▸ **SUPPLIED DATA**:
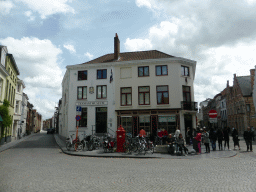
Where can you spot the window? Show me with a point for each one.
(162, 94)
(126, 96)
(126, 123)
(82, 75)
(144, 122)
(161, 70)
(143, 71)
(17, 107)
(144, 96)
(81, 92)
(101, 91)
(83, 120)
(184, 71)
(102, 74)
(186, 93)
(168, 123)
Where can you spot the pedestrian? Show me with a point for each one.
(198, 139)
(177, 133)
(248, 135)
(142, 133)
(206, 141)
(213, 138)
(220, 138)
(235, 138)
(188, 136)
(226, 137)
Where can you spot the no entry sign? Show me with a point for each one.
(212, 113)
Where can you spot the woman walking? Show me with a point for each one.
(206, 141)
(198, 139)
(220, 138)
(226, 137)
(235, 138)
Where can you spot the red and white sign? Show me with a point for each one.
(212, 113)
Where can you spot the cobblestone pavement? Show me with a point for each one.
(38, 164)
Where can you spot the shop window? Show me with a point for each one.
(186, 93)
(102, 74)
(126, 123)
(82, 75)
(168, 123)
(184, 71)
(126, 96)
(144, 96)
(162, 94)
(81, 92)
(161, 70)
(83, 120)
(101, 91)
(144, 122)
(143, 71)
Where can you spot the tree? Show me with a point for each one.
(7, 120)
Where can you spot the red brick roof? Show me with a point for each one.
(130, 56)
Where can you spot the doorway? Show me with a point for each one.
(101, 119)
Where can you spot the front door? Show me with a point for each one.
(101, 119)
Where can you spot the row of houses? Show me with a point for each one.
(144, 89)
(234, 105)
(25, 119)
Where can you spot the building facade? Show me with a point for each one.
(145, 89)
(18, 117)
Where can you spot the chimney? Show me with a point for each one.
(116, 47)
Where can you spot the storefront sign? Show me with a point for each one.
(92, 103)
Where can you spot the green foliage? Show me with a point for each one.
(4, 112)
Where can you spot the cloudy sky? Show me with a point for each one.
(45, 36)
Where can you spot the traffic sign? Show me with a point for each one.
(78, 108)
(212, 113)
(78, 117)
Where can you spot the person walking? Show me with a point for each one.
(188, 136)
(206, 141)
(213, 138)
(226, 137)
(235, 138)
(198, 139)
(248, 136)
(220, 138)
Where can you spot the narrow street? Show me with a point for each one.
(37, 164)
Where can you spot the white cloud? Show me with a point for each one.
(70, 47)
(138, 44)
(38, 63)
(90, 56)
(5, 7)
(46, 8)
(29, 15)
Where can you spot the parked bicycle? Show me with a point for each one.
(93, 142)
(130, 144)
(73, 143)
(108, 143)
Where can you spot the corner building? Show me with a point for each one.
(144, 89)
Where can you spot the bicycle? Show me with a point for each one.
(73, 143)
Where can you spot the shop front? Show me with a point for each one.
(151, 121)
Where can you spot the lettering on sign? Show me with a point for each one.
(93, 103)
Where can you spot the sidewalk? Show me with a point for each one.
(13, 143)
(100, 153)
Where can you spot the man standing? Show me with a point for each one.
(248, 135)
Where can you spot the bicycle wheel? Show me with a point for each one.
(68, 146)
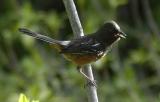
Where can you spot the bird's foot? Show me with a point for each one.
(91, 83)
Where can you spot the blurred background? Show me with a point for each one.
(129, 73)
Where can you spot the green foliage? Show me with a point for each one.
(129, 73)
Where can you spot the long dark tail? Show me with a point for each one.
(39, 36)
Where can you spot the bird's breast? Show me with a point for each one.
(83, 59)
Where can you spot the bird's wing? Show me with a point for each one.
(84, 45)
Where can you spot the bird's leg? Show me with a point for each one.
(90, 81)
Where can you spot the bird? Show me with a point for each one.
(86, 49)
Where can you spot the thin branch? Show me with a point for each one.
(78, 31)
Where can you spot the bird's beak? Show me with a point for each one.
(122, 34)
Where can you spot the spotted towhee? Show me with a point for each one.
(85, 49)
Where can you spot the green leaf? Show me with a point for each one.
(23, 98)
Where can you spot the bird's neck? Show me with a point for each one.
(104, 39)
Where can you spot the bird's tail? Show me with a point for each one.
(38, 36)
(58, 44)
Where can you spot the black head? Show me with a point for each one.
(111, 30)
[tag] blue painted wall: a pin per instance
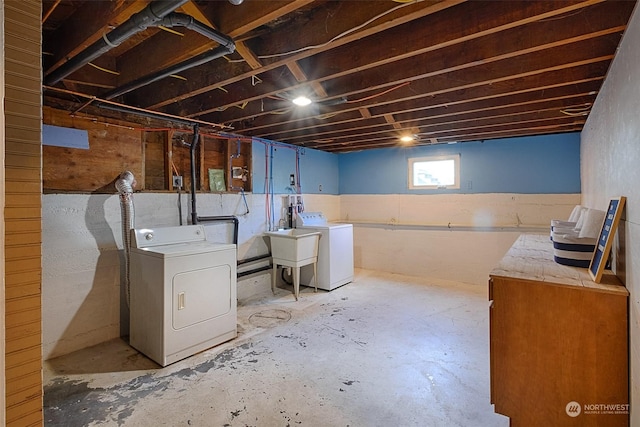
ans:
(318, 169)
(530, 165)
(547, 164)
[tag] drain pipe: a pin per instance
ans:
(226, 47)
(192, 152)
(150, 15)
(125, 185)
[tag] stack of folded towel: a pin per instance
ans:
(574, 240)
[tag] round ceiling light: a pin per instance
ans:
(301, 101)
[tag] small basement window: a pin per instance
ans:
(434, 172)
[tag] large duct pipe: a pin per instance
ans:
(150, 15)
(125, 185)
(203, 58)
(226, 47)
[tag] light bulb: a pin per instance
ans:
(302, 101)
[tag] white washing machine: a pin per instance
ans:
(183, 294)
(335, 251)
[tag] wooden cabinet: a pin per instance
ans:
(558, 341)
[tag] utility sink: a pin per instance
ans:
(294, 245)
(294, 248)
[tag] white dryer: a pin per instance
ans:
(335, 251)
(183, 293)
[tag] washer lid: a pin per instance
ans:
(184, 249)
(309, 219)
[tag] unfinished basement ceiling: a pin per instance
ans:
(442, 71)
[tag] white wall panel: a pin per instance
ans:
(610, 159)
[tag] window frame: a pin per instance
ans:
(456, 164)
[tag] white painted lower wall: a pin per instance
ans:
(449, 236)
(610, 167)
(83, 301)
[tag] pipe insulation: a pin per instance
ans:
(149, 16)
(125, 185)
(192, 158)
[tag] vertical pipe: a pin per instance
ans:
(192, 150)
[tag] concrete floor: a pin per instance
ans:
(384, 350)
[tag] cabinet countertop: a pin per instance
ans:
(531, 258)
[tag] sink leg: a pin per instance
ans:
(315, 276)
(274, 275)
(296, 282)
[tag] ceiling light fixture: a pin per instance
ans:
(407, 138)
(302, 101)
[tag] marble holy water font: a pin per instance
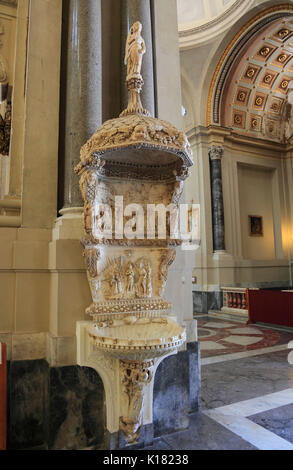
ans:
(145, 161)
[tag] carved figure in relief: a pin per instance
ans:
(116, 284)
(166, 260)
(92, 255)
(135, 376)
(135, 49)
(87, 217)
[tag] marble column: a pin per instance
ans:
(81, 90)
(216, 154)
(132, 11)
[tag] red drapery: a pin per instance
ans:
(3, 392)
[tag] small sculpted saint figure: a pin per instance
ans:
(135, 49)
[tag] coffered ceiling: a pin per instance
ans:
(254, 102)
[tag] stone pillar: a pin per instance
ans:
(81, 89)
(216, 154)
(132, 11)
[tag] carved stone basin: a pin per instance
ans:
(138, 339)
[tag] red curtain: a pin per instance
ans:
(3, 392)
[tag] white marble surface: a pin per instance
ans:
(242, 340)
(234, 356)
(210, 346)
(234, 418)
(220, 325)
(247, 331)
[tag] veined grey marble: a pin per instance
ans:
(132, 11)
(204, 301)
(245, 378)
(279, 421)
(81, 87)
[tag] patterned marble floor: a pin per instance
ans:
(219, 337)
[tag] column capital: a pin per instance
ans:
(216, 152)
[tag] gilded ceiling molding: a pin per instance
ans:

▸ **TASK GOAL**: Print the entire listing above verbatim. No picture should be included.

▸ **ANSWER BELOW**:
Where can you spot the window? Show me with a point for each one.
(162, 94)
(126, 96)
(126, 123)
(82, 75)
(144, 122)
(161, 70)
(143, 71)
(17, 107)
(144, 96)
(81, 92)
(101, 91)
(83, 120)
(184, 71)
(102, 74)
(186, 93)
(168, 123)
Where can you spot the pedestrian? Show me with a point for each one.
(198, 139)
(177, 133)
(248, 135)
(142, 133)
(206, 141)
(213, 138)
(220, 138)
(235, 138)
(188, 136)
(226, 137)
Where can you spot the no entry sign? Show me with a point for each one.
(212, 113)
Where can you spot the woman walking? Show me with a point for each one.
(206, 141)
(198, 139)
(220, 138)
(226, 137)
(235, 138)
Where can you spot the red and white sign? Show me with a point for each one.
(212, 113)
Where can you spot the cobblestone pavement? Show me with a point for each one.
(38, 164)
Where can you spot the shop window? Show me with a point for each one.
(186, 93)
(102, 74)
(126, 123)
(82, 75)
(168, 123)
(184, 71)
(126, 96)
(144, 96)
(162, 94)
(81, 92)
(161, 70)
(83, 120)
(101, 91)
(144, 122)
(143, 71)
Where can you spot the tree? Show me with a point for each one.
(7, 120)
Where can you spot the red brick roof? Show me with a point for each one.
(130, 56)
Where can you spot the doorway? Show me with a point for each one.
(101, 119)
Where can you spot the front door? Show me with a point for each one.
(101, 119)
Where can you spot the row of houses? Show me with a point for each one.
(144, 89)
(234, 105)
(25, 119)
Where can you spot the building facade? Show me with a point for each one.
(145, 89)
(18, 117)
Where can you spot the chimney? Show me with a point for each one.
(116, 47)
Where can you spot the storefront sign? Show me with a point for each one.
(92, 103)
Where can you spot the green foliage? Show me with a point for each one.
(4, 112)
Where can you spot the cloudy sky? Show me with a point for each one.
(45, 36)
Where can you spot the traffic sign? Show me with a point for each one.
(78, 108)
(212, 113)
(78, 117)
Where can you spot the person walking? Show me with a point for each one.
(188, 136)
(206, 141)
(213, 138)
(226, 137)
(235, 138)
(198, 139)
(248, 136)
(220, 138)
Where can you spot the narrow street? Show me with a point for each one.
(37, 164)
Where can you spot the white cloud? Show me with a point for each one.
(70, 47)
(138, 44)
(38, 63)
(90, 56)
(5, 7)
(46, 8)
(29, 15)
Where can you spot the parked bicycle? Show me with a point for each one.
(93, 142)
(130, 144)
(73, 143)
(108, 143)
Where can you spot the corner building? Show me with a point for each one.
(144, 89)
Where can you spot the bicycle? Show me with a point for each one.
(73, 143)
Where can you spot the shop front? Show me with a point for each one.
(151, 121)
Where can you spot the lettering on sign? Show me with a point for each one.
(93, 103)
Where can you spot the sidewalk? Show me with a point for each one.
(13, 143)
(100, 153)
Where can you spot the man standing? Show me with a point for each one.
(248, 135)
Where can you spot the bicycle wheel? Show me with a point for each one.
(68, 146)
Where can you spot the bird's foot? Show me with a point for each one.
(91, 83)
Where can you spot the blurred background? Show me with a point for each one.
(129, 73)
Where can you spot the green foliage? Show me with a point for each one.
(129, 73)
Where can you spot the long dark tail? Show me with a point for each one.
(39, 36)
Where can you spot the bird's breast? Show me with a point for each one.
(83, 59)
Where can you spot the bird's wing? Show me with a point for each one.
(84, 45)
Where can you spot the bird's leg? Show me with a point for each one.
(90, 81)
Where can you spot the bird? Show me with a point for each one.
(86, 49)
Where can you spot the thin branch? Show me with a point for each one.
(78, 31)
Where can you spot the bird's beak? Show me with a point for each one.
(122, 34)
Where can you spot the spotted towhee? Show me with a point for each one.
(85, 49)
Where can you spot the green leaf? Show me with a point for each one.
(23, 98)
Where can you spot the bird's neck? Show me with a point for each one.
(104, 39)
Where can you spot the bird's tail? Show me with a point for each one.
(38, 36)
(58, 44)
Where can you spot the black head? Show me with a point for each one.
(111, 30)
[tag] blue painted wall: a pin per instance
ans:
(318, 169)
(530, 165)
(547, 164)
[tag] drain pipe: a pin per instance
ans:
(226, 47)
(192, 152)
(150, 15)
(125, 185)
[tag] stack of folded towel: a pin per instance
ans:
(574, 240)
[tag] round ceiling light: a pin per instance
ans:
(301, 101)
[tag] small basement window: a pin per instance
ans:
(434, 172)
[tag] large duct pipe: a pin per instance
ans:
(150, 15)
(125, 185)
(203, 58)
(226, 47)
[tag] light bulb: a pin per instance
ans:
(302, 101)
[tag] white washing machine: a pin per instance
ans:
(183, 294)
(335, 251)
[tag] wooden cabinet: a pin per instance
ans:
(558, 341)
[tag] utility sink: a pin per instance
ans:
(294, 245)
(294, 248)
[tag] white dryer: a pin per instance
ans:
(335, 251)
(183, 293)
[tag] washer lid: a pin per instance
ans:
(184, 249)
(309, 219)
[tag] unfinished basement ceiling: a pin per instance
ans:
(442, 71)
[tag] white wall panel: a pin per instance
ans:
(610, 159)
[tag] window frame: a pin per instance
ans:
(456, 164)
[tag] white painted lower wall: a pin per instance
ans:
(449, 236)
(610, 167)
(83, 301)
[tag] pipe insulation: a pin per instance
ans:
(149, 16)
(125, 185)
(192, 158)
[tag] vertical pipe: a pin per instance
ans:
(192, 150)
[tag] concrete floor: a pin per instance
ans:
(384, 350)
[tag] cabinet countertop: a pin per instance
ans:
(531, 258)
[tag] sink leg: a pin per instance
ans:
(315, 276)
(274, 275)
(296, 282)
[tag] ceiling light fixture: a pin per instance
ans:
(407, 138)
(302, 101)
[tag] marble holy water font: a pin per instance
ans:
(145, 161)
[tag] carved figure in relief: a pin per instance
ans:
(116, 284)
(166, 260)
(92, 255)
(135, 376)
(135, 49)
(87, 217)
[tag] marble column: a pin per instance
ans:
(81, 90)
(216, 154)
(132, 11)
[tag] red drapery: a pin per instance
ans:
(3, 392)
[tag] small sculpted saint figure: a pin per instance
ans:
(135, 49)
[tag] coffered ceiling: a pin per instance
ans:
(254, 102)
[tag] stone pillar: a pin per instance
ans:
(81, 89)
(216, 154)
(132, 11)
[tag] carved stone basin: a pin per instance
ans:
(138, 339)
[tag] red curtain: a pin per instance
ans:
(3, 392)
[tag] white marble surface: a pin per instance
ans:
(242, 340)
(234, 356)
(210, 346)
(234, 418)
(220, 325)
(247, 331)
[tag] veined grey marble: a pin per instance
ans:
(132, 11)
(204, 301)
(245, 378)
(279, 421)
(81, 87)
[tag] patterned marble floor: a pin per instance
ans:
(219, 337)
[tag] column capital: a pin per instance
ans:
(216, 152)
[tag] gilded ceiling molding: a pin per instance
ans:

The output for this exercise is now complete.